╭─ BRANO PROPOSTO
Dopo essere stato assolto dall’accusa di favoreggiamento aggravato per non aver perquisito l’abitazione – e non il covo, che è cosa diversa – in cui è stato arrestato Salvatore Riina, Mori si trova costretto a difendersi da altre accuse. E da una in particolare. Perché il generale non ci gira attorno, e quando ha saputo di essere indagato ancora una volta per favoreggiamento dice che è stato certamente quello il giorno più brutto della sua vita: perché è come se la procura lo avesse sostanzialmente accusato di essere stato la causa scatenante della strage di via D’Amelio.
╰─
## SERIE DI ESERCIZI
**1)** Rispondi a queste domande sul brano:
(a) Da quale accusa è stato assolto Mori?
(b) Chi è stato arrestato nell'abitazione che non fu perquisita?
(c) Di quale strage la procura avrebbe sostanzialmente accusato Mori di essere la causa scatenante?
**2)** Copia il passo del brano partendo dalle parole "Dopo essere stato" e fermandoti dopo "di via D’Amelio.".
╭─ DATI FORNITI
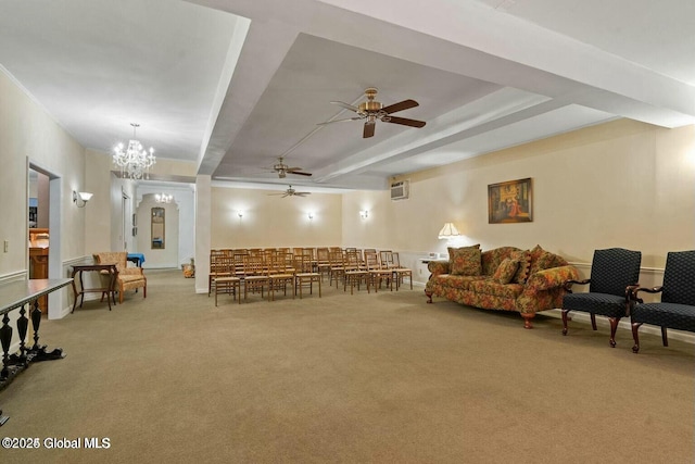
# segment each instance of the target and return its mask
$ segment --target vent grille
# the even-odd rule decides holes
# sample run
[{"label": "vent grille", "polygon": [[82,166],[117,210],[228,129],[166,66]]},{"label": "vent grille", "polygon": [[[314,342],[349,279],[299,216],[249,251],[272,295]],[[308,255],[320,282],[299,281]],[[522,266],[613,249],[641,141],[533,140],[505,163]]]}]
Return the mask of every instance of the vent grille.
[{"label": "vent grille", "polygon": [[408,198],[410,181],[403,180],[391,184],[391,200],[405,200]]}]

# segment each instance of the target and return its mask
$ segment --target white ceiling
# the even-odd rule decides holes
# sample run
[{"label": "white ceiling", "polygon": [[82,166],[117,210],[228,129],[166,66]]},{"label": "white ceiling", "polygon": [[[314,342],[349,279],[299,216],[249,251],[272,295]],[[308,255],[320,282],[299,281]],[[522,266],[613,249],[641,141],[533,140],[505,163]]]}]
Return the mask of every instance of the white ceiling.
[{"label": "white ceiling", "polygon": [[[695,123],[694,30],[692,0],[3,0],[0,65],[91,149],[139,123],[218,184],[381,189],[616,117]],[[427,125],[317,126],[367,87]]]}]

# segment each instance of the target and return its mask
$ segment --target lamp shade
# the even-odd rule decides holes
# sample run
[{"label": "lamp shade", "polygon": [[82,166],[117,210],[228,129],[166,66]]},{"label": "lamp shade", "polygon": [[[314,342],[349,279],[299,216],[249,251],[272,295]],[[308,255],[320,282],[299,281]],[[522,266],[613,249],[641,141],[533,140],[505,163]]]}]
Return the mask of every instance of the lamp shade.
[{"label": "lamp shade", "polygon": [[442,240],[458,237],[460,233],[452,223],[444,224],[444,227],[442,227],[442,229],[439,231],[439,238]]}]

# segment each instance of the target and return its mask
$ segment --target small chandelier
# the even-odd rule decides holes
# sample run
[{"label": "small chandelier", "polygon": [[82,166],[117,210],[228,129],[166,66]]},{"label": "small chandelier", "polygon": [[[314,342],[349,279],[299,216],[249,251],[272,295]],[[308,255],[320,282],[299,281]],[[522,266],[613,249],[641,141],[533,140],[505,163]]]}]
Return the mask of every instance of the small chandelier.
[{"label": "small chandelier", "polygon": [[166,195],[166,193],[157,193],[154,196],[154,200],[157,203],[170,203],[172,200],[174,200],[174,196],[173,195]]},{"label": "small chandelier", "polygon": [[121,175],[126,174],[131,179],[141,179],[144,175],[146,179],[150,178],[150,167],[156,162],[154,158],[154,149],[150,148],[150,151],[146,151],[142,148],[142,143],[136,140],[135,131],[139,124],[130,123],[132,126],[132,140],[128,142],[128,149],[124,151],[123,143],[118,143],[114,148],[113,164],[121,167]]}]

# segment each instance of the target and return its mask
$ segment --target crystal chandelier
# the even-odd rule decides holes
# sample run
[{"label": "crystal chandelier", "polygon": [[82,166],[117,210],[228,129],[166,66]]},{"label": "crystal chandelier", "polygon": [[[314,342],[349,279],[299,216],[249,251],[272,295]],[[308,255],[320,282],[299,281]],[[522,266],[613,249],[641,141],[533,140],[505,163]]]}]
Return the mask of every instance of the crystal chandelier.
[{"label": "crystal chandelier", "polygon": [[144,178],[149,179],[150,167],[156,162],[154,149],[150,148],[150,151],[146,151],[135,137],[135,131],[140,125],[135,123],[130,123],[130,125],[132,126],[132,140],[128,142],[128,149],[125,151],[123,143],[118,143],[113,149],[113,164],[121,167],[122,176],[127,174],[128,177],[137,180],[144,175]]},{"label": "crystal chandelier", "polygon": [[157,203],[170,203],[172,200],[174,200],[174,196],[173,195],[166,195],[166,193],[157,193],[154,196],[154,200]]}]

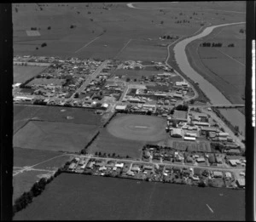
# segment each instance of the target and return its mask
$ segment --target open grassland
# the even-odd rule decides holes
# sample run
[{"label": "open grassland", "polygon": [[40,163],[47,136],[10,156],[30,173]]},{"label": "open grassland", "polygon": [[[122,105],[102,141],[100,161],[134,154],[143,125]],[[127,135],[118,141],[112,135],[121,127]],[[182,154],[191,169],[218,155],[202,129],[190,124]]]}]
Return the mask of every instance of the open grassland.
[{"label": "open grassland", "polygon": [[163,62],[167,56],[166,46],[171,43],[172,41],[131,39],[127,46],[118,54],[117,59]]},{"label": "open grassland", "polygon": [[[136,3],[141,4],[145,7],[145,3]],[[201,20],[219,24],[244,18],[244,14],[234,16],[228,5],[230,11],[245,8],[241,3],[150,3],[146,4],[148,9],[131,9],[125,3],[14,3],[14,52],[161,61],[166,50],[154,42],[160,37],[192,34],[201,27]],[[189,23],[177,24],[178,20]],[[76,26],[71,28],[71,25]],[[40,36],[27,36],[31,27],[37,27]],[[43,43],[47,47],[42,48]]]},{"label": "open grassland", "polygon": [[[193,68],[234,104],[243,104],[245,94],[245,34],[239,33],[241,28],[245,25],[217,28],[186,48]],[[204,42],[222,43],[223,46],[199,47]],[[230,43],[235,47],[227,47]]]},{"label": "open grassland", "polygon": [[30,121],[14,136],[14,146],[20,148],[80,151],[96,134],[96,125]]},{"label": "open grassland", "polygon": [[57,151],[14,148],[15,167],[24,168],[35,165],[35,168],[54,170],[61,167],[69,158],[69,156]]},{"label": "open grassland", "polygon": [[14,65],[14,83],[22,83],[44,70],[45,67]]},{"label": "open grassland", "polygon": [[101,152],[107,155],[115,153],[116,157],[119,155],[125,157],[128,155],[130,157],[140,158],[143,146],[145,144],[144,141],[117,138],[109,134],[106,128],[102,128],[97,139],[88,148],[88,152],[91,154]]},{"label": "open grassland", "polygon": [[[53,174],[70,159],[70,156],[51,151],[14,148],[13,201],[45,174]],[[24,170],[27,168],[27,170]]]},{"label": "open grassland", "polygon": [[14,219],[244,220],[244,196],[224,188],[62,174]]},{"label": "open grassland", "polygon": [[[67,118],[71,117],[72,118]],[[101,126],[106,120],[93,111],[75,107],[48,105],[14,105],[14,133],[29,120],[41,120]]]},{"label": "open grassland", "polygon": [[40,106],[14,105],[14,134],[22,128],[36,113]]},{"label": "open grassland", "polygon": [[125,139],[158,141],[166,138],[166,120],[143,115],[117,115],[108,125],[113,136]]}]

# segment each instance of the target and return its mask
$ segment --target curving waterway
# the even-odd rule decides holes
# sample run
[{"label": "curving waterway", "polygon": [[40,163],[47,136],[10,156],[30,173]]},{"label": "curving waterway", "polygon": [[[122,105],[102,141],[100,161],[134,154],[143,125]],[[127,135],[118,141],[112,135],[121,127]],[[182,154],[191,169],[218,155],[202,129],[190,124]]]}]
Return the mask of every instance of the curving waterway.
[{"label": "curving waterway", "polygon": [[[245,22],[229,23],[207,27],[200,34],[180,41],[175,45],[173,48],[176,62],[182,72],[183,72],[186,76],[189,77],[189,78],[191,78],[194,82],[198,83],[200,88],[209,98],[212,104],[229,105],[231,103],[221,92],[218,91],[218,89],[215,86],[213,86],[207,79],[202,77],[191,67],[188,60],[185,48],[189,43],[190,43],[195,39],[201,38],[209,35],[215,28],[231,25],[239,25]],[[245,134],[245,116],[242,113],[241,113],[236,109],[221,109],[220,112],[228,121],[230,121],[232,123],[232,125],[239,126],[240,131],[242,131],[243,135]]]}]

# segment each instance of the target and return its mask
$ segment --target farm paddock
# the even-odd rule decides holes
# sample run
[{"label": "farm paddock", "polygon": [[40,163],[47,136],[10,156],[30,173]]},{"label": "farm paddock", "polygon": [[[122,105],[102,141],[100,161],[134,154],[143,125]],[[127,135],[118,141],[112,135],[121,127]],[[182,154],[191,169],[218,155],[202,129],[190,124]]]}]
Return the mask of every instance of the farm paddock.
[{"label": "farm paddock", "polygon": [[42,66],[14,65],[14,83],[22,83],[45,70]]},{"label": "farm paddock", "polygon": [[15,134],[14,146],[79,152],[97,130],[96,125],[30,121]]}]

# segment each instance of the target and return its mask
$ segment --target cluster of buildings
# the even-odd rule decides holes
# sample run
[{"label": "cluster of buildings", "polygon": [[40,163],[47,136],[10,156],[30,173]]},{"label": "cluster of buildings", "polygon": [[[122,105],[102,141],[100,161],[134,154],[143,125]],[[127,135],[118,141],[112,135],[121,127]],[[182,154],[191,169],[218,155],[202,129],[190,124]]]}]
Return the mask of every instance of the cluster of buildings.
[{"label": "cluster of buildings", "polygon": [[146,181],[177,183],[194,185],[210,185],[217,187],[245,187],[245,173],[236,179],[228,170],[208,170],[196,167],[160,163],[131,162],[129,161],[75,157],[64,169],[67,172],[90,175],[132,178]]}]

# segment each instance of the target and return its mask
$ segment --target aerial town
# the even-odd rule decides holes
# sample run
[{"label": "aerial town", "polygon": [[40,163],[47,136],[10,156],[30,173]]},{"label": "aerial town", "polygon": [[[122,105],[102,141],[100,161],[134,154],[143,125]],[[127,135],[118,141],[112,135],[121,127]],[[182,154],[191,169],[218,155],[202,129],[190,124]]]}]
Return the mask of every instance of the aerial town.
[{"label": "aerial town", "polygon": [[11,9],[14,220],[245,219],[246,3]]}]

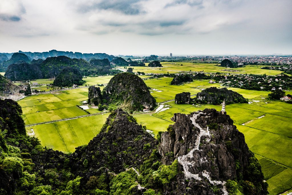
╰─
## SOLUZIONI
**1)**
(a) Dall'accusa di favoreggiamento aggravato.
(b) Salvatore Riina.
(c) La strage di via D'Amelio.

**2)**
Dopo essere stato assolto dall’accusa di favoreggiamento aggravato per non aver perquisito l’abitazione – e non il covo, che è cosa diversa – in cui è stato arrestato Salvatore Riina, Mori si trova costretto a difendersi da altre accuse. E da una in particolare. Perché il generale non ci gira attorno, e quando ha saputo di essere indagato ancora una volta per favoreggiamento dice che è stato certamente quello il giorno più brutto della sua vita: perché è come se la procura lo avesse sostanzialmente accusato di essere stato la causa scatenante della strage di via D’Amelio.